— Start Provided data —
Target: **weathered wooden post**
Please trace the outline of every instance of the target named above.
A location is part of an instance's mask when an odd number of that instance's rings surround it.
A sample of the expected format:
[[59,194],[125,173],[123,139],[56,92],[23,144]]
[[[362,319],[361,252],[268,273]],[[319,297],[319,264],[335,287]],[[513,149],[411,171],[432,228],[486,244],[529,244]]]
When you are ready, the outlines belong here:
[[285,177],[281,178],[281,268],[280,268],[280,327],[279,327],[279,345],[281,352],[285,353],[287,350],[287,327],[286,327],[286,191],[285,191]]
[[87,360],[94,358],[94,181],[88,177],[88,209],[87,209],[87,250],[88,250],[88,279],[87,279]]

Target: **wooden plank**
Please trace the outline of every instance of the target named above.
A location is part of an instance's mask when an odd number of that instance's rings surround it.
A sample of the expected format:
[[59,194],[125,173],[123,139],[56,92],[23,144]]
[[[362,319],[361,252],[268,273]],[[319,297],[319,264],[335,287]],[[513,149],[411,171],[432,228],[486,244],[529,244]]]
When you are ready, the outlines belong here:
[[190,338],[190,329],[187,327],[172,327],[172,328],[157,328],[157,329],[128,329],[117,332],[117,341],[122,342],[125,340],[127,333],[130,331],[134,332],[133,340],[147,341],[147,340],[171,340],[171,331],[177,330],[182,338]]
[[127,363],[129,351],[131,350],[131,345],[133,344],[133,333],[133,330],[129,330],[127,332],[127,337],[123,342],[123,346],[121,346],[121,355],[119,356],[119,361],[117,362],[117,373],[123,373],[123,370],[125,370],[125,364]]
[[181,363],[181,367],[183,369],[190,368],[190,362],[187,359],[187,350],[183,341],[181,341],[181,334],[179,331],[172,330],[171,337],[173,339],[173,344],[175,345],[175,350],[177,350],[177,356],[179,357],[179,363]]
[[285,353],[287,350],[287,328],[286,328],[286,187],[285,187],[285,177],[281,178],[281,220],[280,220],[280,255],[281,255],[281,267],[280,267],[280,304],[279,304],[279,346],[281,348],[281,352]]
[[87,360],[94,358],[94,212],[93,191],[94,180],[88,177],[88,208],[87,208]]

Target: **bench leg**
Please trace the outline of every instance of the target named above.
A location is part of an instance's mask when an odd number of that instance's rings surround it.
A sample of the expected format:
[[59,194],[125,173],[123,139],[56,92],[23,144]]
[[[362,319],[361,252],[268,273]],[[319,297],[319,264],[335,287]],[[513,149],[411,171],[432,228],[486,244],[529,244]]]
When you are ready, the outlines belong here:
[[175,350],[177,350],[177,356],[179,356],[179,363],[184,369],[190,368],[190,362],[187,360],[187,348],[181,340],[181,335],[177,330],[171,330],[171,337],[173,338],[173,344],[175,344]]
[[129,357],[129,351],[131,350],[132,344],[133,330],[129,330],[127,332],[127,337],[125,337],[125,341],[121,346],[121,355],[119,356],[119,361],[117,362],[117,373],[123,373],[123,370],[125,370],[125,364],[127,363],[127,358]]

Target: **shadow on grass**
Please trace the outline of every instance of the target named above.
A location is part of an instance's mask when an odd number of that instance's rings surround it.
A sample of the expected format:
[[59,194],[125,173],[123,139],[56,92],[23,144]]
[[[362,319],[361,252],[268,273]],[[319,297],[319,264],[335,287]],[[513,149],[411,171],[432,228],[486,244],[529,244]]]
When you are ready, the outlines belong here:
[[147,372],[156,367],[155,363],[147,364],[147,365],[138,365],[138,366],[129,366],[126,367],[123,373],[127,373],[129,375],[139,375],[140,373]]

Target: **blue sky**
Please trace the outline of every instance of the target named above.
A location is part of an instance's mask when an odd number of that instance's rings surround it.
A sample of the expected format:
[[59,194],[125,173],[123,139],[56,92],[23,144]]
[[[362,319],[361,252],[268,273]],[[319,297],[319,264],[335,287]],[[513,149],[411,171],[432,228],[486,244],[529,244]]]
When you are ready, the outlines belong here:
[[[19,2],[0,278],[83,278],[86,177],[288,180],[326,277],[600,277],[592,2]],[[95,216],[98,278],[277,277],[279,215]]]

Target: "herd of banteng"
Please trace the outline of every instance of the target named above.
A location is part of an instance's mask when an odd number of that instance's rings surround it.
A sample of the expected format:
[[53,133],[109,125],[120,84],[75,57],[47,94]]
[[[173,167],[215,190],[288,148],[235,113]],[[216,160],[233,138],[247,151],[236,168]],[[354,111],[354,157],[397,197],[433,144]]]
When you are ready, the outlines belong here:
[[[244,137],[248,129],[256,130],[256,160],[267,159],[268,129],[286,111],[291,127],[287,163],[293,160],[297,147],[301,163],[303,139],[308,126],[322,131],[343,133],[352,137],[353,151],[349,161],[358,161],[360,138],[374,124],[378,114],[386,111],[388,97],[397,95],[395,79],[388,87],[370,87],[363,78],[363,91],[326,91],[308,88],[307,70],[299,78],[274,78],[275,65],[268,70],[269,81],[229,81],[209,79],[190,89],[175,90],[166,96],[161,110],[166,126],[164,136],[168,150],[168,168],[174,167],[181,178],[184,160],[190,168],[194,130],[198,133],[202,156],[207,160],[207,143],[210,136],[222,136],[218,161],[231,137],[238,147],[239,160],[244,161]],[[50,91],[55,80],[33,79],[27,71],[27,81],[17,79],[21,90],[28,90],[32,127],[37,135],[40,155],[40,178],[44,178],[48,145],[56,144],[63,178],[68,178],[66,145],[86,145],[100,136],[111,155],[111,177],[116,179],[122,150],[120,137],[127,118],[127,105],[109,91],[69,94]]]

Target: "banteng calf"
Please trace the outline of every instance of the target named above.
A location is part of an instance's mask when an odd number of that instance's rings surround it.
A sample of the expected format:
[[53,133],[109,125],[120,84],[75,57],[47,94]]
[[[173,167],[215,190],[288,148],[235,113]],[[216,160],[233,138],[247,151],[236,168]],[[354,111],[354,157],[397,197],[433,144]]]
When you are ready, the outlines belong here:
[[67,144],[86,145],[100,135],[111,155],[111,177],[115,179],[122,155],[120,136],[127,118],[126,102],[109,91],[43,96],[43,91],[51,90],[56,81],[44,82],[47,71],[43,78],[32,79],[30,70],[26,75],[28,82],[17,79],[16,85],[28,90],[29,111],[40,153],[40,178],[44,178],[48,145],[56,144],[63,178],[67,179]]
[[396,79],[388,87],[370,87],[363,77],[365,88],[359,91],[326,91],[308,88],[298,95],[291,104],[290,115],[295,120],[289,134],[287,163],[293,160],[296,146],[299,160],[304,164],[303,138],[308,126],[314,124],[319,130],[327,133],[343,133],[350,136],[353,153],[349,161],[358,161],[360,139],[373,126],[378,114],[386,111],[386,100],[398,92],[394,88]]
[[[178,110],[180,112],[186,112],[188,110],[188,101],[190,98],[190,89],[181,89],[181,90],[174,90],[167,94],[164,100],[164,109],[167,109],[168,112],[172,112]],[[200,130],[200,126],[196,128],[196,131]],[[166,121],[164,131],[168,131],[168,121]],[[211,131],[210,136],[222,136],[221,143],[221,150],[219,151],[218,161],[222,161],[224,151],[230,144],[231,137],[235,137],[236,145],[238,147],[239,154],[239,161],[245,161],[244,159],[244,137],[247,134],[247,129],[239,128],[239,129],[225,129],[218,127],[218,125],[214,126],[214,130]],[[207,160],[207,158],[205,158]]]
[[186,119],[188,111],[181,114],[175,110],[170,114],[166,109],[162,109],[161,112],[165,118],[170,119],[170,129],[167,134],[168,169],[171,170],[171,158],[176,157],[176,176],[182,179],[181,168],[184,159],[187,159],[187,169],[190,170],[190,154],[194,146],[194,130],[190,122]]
— End Provided data —
Written exercise = The entries above should be repeated exactly, every one of them.

Exercise result =
Target: **weathered wooden post**
Please trace the outline of every instance of the target named above.
A location is part of an instance's mask when an odd number of that instance's rings surround it.
A sample of the expected format:
[[59,194],[125,173],[123,139],[56,92],[23,144]]
[[[362,319],[361,252],[268,273]],[[319,297],[319,264],[335,287]],[[513,149],[411,171],[432,228],[486,244],[529,244]]]
When you are ready, the outlines belong here:
[[285,177],[281,178],[281,268],[280,268],[280,327],[279,327],[279,345],[281,352],[285,353],[287,350],[287,327],[286,327],[286,191],[285,191]]
[[87,360],[94,358],[94,181],[88,177],[88,209],[87,209],[87,250],[88,250],[88,279],[87,279]]

Target: **wooden plank**
Please trace the outline of every instance of the target named above.
A location is part of an instance's mask when an odd number of that instance's rings surround it.
A sample of the expected format:
[[59,194],[125,173],[123,139],[56,92],[23,144]]
[[[362,319],[361,252],[268,273]],[[319,297],[319,264],[335,287]],[[513,149],[411,171],[432,228],[486,244],[529,244]]]
When you are ready, the outlines belong here:
[[190,338],[190,329],[187,327],[172,327],[172,328],[157,328],[157,329],[128,329],[117,332],[117,341],[122,342],[125,340],[127,333],[130,331],[134,332],[133,340],[147,341],[147,340],[171,340],[171,331],[177,330],[182,338]]
[[127,363],[129,351],[131,350],[131,345],[133,344],[133,333],[133,330],[129,330],[127,332],[127,337],[123,342],[123,346],[121,346],[121,355],[119,356],[119,361],[117,362],[117,373],[123,373],[123,370],[125,370],[125,364]]
[[181,363],[181,367],[183,369],[190,368],[190,362],[187,359],[187,350],[183,341],[181,341],[181,334],[179,331],[172,330],[171,337],[173,339],[173,344],[175,345],[175,350],[177,350],[177,356],[179,357],[179,363]]
[[285,353],[287,350],[287,328],[286,328],[286,187],[285,187],[285,177],[281,178],[281,220],[280,220],[280,255],[281,255],[281,267],[280,267],[280,304],[279,304],[279,346],[281,348],[281,352]]
[[87,360],[94,358],[94,212],[93,191],[94,180],[88,177],[88,208],[87,208]]

Target: **bench leg**
Please trace the outline of every instance of the target named above.
A location is part of an instance's mask when an odd number of that instance's rings surround it.
A sample of the expected format:
[[59,194],[125,173],[123,139],[56,92],[23,144]]
[[[362,319],[361,252],[268,273]],[[319,297],[319,264],[335,287]],[[513,149],[411,171],[432,228],[486,244],[529,244]]]
When you are ready, the outlines belong here:
[[175,350],[177,350],[177,356],[179,356],[179,363],[184,369],[190,368],[190,362],[187,360],[187,348],[181,340],[181,335],[177,330],[171,330],[171,337],[173,338],[173,344],[175,344]]
[[129,357],[129,351],[131,350],[132,344],[133,330],[129,330],[127,332],[127,337],[125,337],[125,341],[121,346],[121,355],[119,356],[119,361],[117,362],[117,373],[123,373],[123,370],[125,370],[125,364],[127,363],[127,358]]

Target: **shadow on grass**
Please trace the outline of every instance of the target named above.
A location is part of an instance's mask when an odd number of that instance's rings surround it.
A sample of the expected format:
[[59,194],[125,173],[123,139],[56,92],[23,144]]
[[[362,319],[361,252],[268,273]],[[319,297],[319,264],[335,287]],[[513,149],[411,171],[432,228],[486,244],[529,244]]]
When you are ready, the outlines belong here:
[[147,372],[156,367],[155,363],[147,364],[147,365],[138,365],[138,366],[129,366],[126,367],[123,373],[127,373],[129,375],[139,375],[140,373]]

Target: **blue sky**
Please trace the outline of every instance of the target named above.
A location is part of an instance's mask when an odd number of that instance's rings surround it.
A sample of the expected format:
[[59,194],[125,173],[123,139],[56,92],[23,144]]
[[[362,319],[361,252],[268,273]],[[319,297],[319,264],[335,287]],[[513,149],[411,171],[432,228],[486,244],[529,244]]]
When you are ready, the outlines belong here:
[[[19,2],[0,278],[83,278],[86,177],[288,180],[326,277],[600,277],[592,2]],[[95,216],[98,278],[277,277],[279,215]]]

Target: "herd of banteng"
Please trace the outline of every instance of the target named above.
A location is part of an instance's mask when an odd number of that instance's rings surround it.
A sample of the expected format:
[[53,133],[109,125],[120,84],[75,57],[47,94]]
[[[173,167],[215,190],[288,148],[235,113]],[[216,160],[233,138],[247,151],[236,168]],[[354,111],[354,157],[397,197],[433,144]]]
When you are ready, the outlines belong here:
[[[244,137],[248,129],[256,130],[256,160],[267,159],[268,129],[286,111],[291,127],[287,163],[293,160],[297,147],[301,163],[303,139],[308,126],[322,131],[343,133],[352,137],[353,151],[349,161],[358,161],[360,138],[374,124],[378,114],[386,111],[388,97],[397,95],[395,79],[388,87],[370,87],[363,78],[363,91],[326,91],[308,88],[307,70],[299,78],[274,78],[275,65],[268,70],[269,81],[229,81],[209,79],[190,89],[175,90],[166,96],[161,110],[166,126],[164,136],[168,150],[168,168],[174,167],[181,178],[184,160],[190,168],[194,130],[198,133],[202,156],[207,160],[207,143],[210,136],[222,136],[218,161],[231,137],[238,147],[239,160],[244,161]],[[50,91],[55,80],[33,79],[27,71],[27,81],[17,79],[21,90],[28,90],[32,127],[37,135],[40,155],[40,178],[44,178],[48,145],[56,144],[63,178],[68,178],[66,145],[86,145],[100,136],[111,155],[111,177],[116,179],[122,150],[120,137],[127,118],[127,105],[109,91],[69,94]]]

Target: "banteng calf"
Please trace the outline of every instance of the target named above.
A location is part of an instance's mask when an odd number of that instance's rings surround it.
A sample of the expected format:
[[53,133],[109,125],[120,84],[75,57],[47,94]]
[[[173,167],[215,190],[288,148],[235,113]],[[216,160],[233,138],[247,151],[236,168]],[[354,111],[354,157],[397,197],[433,144]]]
When you are ready, the outlines belong here:
[[67,144],[86,145],[100,135],[111,155],[111,177],[115,179],[122,155],[120,136],[127,118],[126,102],[109,91],[43,96],[43,91],[51,90],[56,81],[44,82],[47,71],[43,78],[32,79],[30,70],[26,75],[28,82],[17,79],[16,85],[28,90],[29,111],[40,153],[40,178],[44,178],[48,145],[56,144],[63,178],[67,179]]
[[396,79],[388,87],[370,87],[363,77],[365,88],[359,91],[326,91],[308,88],[298,95],[291,104],[290,115],[295,120],[289,134],[287,163],[293,160],[296,146],[299,160],[304,164],[303,138],[308,126],[314,124],[319,130],[327,133],[343,133],[350,136],[353,153],[349,161],[358,161],[360,139],[373,126],[378,114],[386,111],[386,100],[398,92],[394,88]]
[[[178,110],[180,112],[186,112],[188,110],[188,101],[190,98],[190,89],[181,89],[181,90],[174,90],[167,94],[164,100],[164,109],[167,109],[168,112],[172,112]],[[200,130],[200,126],[196,128],[196,131]],[[166,121],[164,131],[168,131],[168,121]],[[211,131],[210,136],[222,136],[221,143],[221,150],[219,151],[218,161],[222,161],[224,151],[230,144],[231,137],[235,137],[236,145],[238,147],[239,154],[239,161],[245,161],[244,159],[244,137],[247,134],[247,129],[239,128],[239,129],[225,129],[218,127],[218,125],[214,126],[214,130]],[[207,160],[207,158],[205,158]]]
[[186,119],[188,111],[181,114],[175,110],[170,114],[166,109],[162,109],[161,112],[165,118],[170,119],[170,129],[167,134],[168,169],[171,170],[171,158],[176,157],[176,176],[182,179],[181,168],[184,159],[187,159],[187,169],[190,170],[190,154],[194,146],[194,130],[190,122]]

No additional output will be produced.